Exercises to complete:
a - Answer these about the Drill 2.0 message:
(i) Which two interfaces does the writer call synchronous and row-based?
(ii) At present, which side decides the batch size?
(iii) What should the client-side column format be, according to the point raised?
b - Reproduce everything in the Drill 2.0 message from "Another point you" down to "for your project?".

Selected excerpt:
▬▬▬▬▬▬▬▬▬▬

Paul Rogers <prog...@mapr.com>
Thinking about Drill 2.0
Thu, 15 Jun 2017 17:39:41 GMT
Hi Uwe,

This is incredibly helpful information! You explanation makes perfect sense.

We work quite a bit with ODBC and JDBC: two interfaces that are very much synchronous and
row-based. There are three challenges key with working with Drill:

* Drill results are columnar, requiring a column-to-row translation for xDBC
* Drill uses an asynchronous API, while JDBC and ODBC are synchronous, resulting in an async-to-sync
API translation.
* The JDBC API is based on the Drill client which requires quite a bit (almost all, really)
of Drill code.

The thought is to create a new API that serves the need of ODBC and JDBC, but without the
complexity (while, of course, preserving the existing client for other uses.) Said another
way, find a way to keep the xDBC interfaces simple so that they don’t take quite so much
space in the client, and don’t require quite so much work to maintain.

The first issue (row vs. columnar) turns out to not be a huge issue, the columnar-to-row translation
code exists and works. The real issue is allowing the client to the size of the data sent
from the server. (At present, the server decides the “batch” size, and sometimes the size
is huge.) So, we can just focus on controlling batch size (and thus client buffer allocations),
but retain the columnar form, even for ODBC and JDBC.

So, for the Pandas use case, does your code allow (or benefit from) multiple simultaneous
queries over the same connection? Or, since Python seems to be only approximately multi-threaded,
would a synchronous, columnar API work better? Here I just mean, in a single connection, is
there a need to run multiple concurrent queries, or is the classic one-concurrent-query-per-connection
model easier for Python to consume?

Another point you raise is that our client-side column format should be Arrow, or Arrow-compatible.
(That is, either using Arrow code, or the same data format as Arrow.) That way users of your
work can easily leverage Drill.

This last question raises an interesting issue that I (at least) need to understand more clearly.
Is Arrow a data format + code? Or, is the data format one aspect of Arrow, and the implementation
another? Would be great to have a common data format, but as we squeeze ever more performance
from Drill, we find we have to very carefully tune our data manipulation code for the specific
needs of Drill queries. I wonder how we’d do that if we switched to using Arrow’s generic
vector implementation code? Has anyone else wrestled with this question for your project?

▬▬▬▬▬▬▬▬▬▬

Excerpted records:
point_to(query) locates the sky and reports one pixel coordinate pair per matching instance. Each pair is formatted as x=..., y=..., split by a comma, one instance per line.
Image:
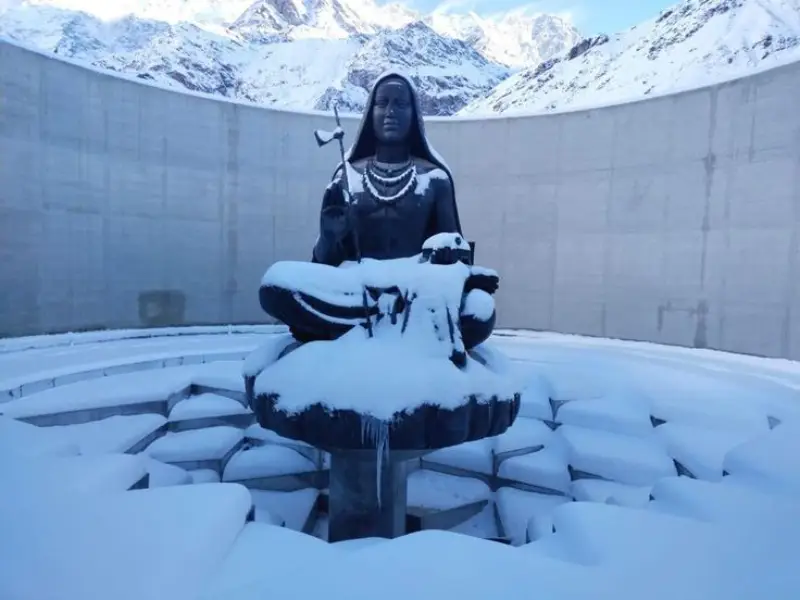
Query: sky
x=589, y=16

▬▬▬▬▬▬▬▬▬▬

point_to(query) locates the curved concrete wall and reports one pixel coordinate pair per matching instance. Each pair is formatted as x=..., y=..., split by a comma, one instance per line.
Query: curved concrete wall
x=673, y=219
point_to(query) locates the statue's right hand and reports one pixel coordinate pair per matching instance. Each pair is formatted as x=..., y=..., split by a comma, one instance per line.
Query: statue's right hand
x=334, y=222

▬▬▬▬▬▬▬▬▬▬

The solutions:
a -
(i) ODBC and JDBC
(ii) The server
(iii) Arrow, or Arrow-compatible

b -
Another point you raise is that our client-side column format should be Arrow, or Arrow-compatible.
(That is, either using Arrow code, or the same data format as Arrow.) That way users of your
work can easily leverage Drill.

This last question raises an interesting issue that I (at least) need to understand more clearly.
Is Arrow a data format + code? Or, is the data format one aspect of Arrow, and the implementation
another? Would be great to have a common data format, but as we squeeze ever more performance
from Drill, we find we have to very carefully tune our data manipulation code for the specific
needs of Drill queries. I wonder how we’d do that if we switched to using Arrow’s generic
vector implementation code? Has anyone else wrestled with this question for your project?